**Aim of the task**. A single number is required: how many lines in the data below contain "ceiling".
━━━━━ Provided material ━━━━━
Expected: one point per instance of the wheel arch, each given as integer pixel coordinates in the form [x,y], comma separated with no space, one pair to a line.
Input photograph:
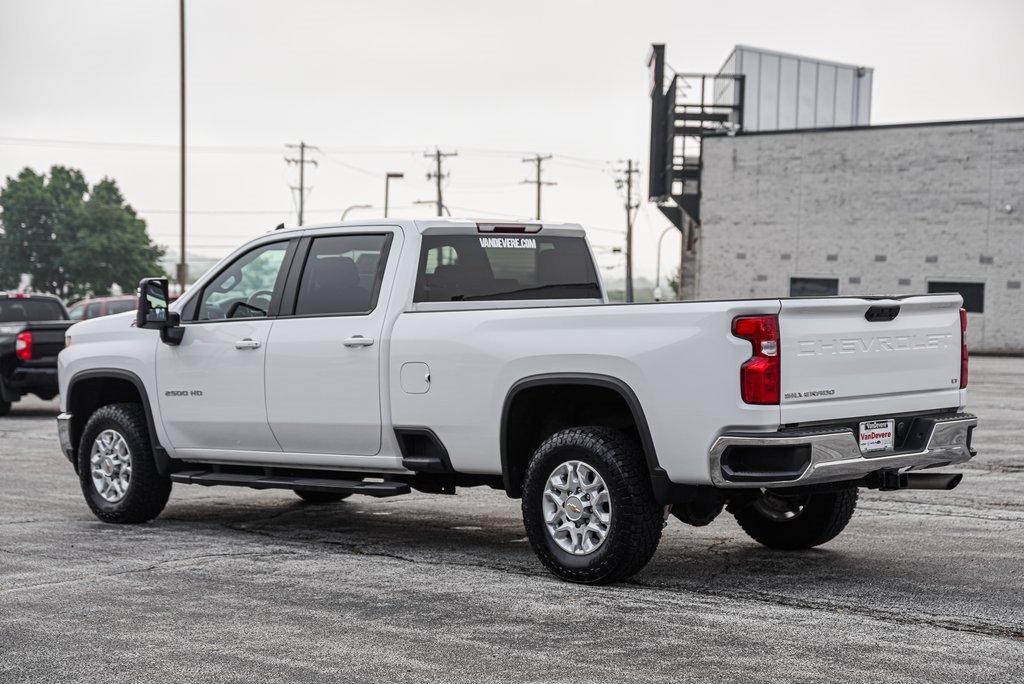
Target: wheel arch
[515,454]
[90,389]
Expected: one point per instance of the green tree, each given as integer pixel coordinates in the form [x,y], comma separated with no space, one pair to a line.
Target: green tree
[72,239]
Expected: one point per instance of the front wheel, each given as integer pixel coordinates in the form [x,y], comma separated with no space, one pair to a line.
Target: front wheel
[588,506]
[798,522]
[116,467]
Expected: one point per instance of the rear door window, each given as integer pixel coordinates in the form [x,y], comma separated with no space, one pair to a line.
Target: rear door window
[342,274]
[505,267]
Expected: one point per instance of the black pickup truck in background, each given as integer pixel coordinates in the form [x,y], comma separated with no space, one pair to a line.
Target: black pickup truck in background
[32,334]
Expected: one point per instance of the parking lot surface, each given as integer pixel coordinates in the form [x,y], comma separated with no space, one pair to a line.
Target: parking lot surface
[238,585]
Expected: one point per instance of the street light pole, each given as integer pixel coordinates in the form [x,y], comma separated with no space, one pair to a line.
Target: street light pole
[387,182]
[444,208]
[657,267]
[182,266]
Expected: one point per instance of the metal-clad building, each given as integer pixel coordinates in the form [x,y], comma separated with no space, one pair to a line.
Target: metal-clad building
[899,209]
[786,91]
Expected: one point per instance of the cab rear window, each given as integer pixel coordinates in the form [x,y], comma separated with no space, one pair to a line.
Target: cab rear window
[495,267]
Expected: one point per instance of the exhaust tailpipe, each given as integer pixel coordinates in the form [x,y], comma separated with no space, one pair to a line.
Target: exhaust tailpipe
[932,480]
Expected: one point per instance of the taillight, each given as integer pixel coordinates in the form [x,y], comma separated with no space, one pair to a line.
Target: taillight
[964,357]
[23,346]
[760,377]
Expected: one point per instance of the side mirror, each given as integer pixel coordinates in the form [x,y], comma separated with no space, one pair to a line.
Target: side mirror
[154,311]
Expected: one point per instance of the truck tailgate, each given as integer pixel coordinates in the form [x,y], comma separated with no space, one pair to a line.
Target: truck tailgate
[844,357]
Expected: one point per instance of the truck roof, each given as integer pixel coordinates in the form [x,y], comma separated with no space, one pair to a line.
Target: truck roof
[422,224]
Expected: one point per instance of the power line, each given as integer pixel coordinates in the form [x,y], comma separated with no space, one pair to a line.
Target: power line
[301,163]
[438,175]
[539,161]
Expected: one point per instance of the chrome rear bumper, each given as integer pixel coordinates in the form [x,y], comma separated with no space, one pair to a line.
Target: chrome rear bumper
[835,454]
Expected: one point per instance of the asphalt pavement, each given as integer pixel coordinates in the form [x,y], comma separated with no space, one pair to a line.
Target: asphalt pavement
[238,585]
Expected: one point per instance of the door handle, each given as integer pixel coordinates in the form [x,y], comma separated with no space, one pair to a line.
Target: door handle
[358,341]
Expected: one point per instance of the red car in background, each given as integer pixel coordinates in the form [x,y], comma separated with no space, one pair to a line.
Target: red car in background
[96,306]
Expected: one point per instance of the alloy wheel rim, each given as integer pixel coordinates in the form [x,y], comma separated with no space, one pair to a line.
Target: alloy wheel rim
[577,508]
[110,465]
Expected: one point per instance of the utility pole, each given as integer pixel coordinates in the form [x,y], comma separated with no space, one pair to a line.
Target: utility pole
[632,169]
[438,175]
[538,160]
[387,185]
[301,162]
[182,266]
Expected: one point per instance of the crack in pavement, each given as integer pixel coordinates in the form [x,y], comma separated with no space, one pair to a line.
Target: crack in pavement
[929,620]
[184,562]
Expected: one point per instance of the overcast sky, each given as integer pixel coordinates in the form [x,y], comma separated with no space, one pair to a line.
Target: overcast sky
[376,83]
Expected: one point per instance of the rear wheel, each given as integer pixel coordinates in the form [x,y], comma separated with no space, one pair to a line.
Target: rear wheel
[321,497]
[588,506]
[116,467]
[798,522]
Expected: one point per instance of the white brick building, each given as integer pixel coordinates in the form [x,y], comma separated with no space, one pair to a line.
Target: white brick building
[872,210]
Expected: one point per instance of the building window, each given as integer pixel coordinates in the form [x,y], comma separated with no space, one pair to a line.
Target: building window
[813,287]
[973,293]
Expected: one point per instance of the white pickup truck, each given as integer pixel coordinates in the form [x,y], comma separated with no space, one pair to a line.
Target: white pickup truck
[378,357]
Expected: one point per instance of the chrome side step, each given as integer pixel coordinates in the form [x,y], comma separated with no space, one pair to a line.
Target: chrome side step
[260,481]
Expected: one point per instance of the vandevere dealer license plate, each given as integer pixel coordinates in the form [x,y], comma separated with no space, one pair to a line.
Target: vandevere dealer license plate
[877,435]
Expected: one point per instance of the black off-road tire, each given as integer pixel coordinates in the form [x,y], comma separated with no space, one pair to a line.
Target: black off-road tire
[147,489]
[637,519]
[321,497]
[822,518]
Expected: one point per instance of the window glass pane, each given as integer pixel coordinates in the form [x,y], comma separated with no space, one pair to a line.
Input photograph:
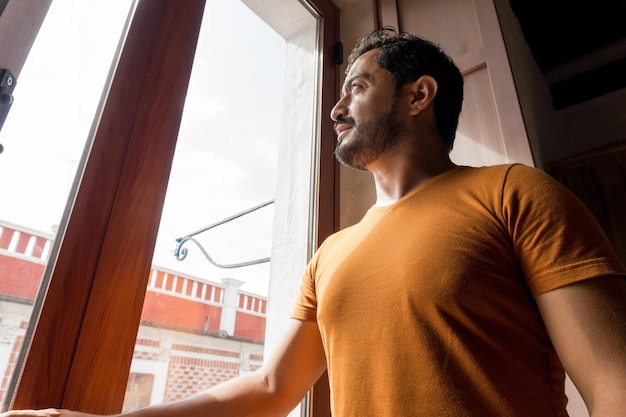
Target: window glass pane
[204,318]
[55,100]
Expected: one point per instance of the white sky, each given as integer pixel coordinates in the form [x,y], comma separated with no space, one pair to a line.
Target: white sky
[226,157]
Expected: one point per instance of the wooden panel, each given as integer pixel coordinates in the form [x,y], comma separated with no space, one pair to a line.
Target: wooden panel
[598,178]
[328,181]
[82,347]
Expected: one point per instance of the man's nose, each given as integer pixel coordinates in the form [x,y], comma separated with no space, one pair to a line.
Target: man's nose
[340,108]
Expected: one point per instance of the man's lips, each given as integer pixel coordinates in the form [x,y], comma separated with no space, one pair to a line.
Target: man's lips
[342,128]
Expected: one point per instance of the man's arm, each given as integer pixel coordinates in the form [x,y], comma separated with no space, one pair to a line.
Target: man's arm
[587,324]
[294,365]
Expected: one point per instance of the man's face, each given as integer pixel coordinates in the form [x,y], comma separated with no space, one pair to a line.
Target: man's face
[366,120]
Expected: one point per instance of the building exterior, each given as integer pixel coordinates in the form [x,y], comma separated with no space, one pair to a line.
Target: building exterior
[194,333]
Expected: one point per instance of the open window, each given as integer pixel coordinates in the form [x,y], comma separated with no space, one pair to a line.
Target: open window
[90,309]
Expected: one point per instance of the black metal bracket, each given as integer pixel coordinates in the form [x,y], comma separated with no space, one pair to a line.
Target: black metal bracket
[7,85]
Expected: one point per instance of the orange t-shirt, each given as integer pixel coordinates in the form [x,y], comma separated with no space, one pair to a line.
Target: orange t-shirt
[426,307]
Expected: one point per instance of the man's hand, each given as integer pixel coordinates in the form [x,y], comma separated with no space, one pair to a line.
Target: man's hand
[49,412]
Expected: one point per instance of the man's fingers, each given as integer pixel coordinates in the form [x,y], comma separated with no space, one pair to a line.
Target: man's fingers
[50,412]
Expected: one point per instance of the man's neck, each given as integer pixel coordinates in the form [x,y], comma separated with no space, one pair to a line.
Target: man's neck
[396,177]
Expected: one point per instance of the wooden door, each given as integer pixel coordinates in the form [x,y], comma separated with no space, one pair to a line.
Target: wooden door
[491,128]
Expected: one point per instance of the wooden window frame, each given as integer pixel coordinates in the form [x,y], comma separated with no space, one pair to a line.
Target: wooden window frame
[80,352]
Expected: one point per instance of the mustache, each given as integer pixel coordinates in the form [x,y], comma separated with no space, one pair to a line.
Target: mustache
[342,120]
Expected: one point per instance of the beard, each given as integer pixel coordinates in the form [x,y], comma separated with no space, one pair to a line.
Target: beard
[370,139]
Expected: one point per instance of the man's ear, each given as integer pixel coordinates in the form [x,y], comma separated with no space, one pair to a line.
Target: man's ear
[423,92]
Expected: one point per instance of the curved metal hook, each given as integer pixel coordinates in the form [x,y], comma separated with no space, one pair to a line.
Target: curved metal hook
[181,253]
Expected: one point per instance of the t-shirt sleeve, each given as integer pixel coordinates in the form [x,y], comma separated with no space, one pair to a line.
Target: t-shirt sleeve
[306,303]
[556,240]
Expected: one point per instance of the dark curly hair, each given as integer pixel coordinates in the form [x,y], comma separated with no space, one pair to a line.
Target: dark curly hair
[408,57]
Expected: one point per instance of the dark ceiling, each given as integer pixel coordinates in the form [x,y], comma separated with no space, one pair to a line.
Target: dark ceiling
━━━━━
**Output**. 2